## Supplied material
========================

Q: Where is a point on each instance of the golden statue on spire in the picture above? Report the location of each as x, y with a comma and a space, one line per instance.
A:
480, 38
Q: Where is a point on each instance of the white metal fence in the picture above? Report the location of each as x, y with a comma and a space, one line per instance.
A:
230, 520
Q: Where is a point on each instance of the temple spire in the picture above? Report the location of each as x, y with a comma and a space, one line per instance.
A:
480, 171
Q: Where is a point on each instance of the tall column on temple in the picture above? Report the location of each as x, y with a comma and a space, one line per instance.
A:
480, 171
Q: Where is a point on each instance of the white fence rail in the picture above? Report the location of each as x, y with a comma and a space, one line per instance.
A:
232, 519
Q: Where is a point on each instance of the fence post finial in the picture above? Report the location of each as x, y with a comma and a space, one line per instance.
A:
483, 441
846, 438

========================

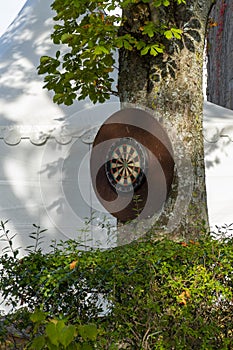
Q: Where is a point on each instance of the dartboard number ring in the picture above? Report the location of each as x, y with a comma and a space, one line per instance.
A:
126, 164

========================

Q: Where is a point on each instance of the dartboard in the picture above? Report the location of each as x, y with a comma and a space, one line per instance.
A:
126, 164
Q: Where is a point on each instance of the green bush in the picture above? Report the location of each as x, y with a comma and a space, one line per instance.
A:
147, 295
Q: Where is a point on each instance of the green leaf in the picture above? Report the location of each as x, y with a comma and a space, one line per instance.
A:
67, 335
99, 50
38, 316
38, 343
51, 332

========================

Select each line above that contains the string "finial" and copy it out in full. Treat uppercase and lowercase as different.

## Result for this exercise
Q: Where is a point on each instance of the fence post finial in the picture above? Report the location of each as x, y with a comma and a space, one line per instance.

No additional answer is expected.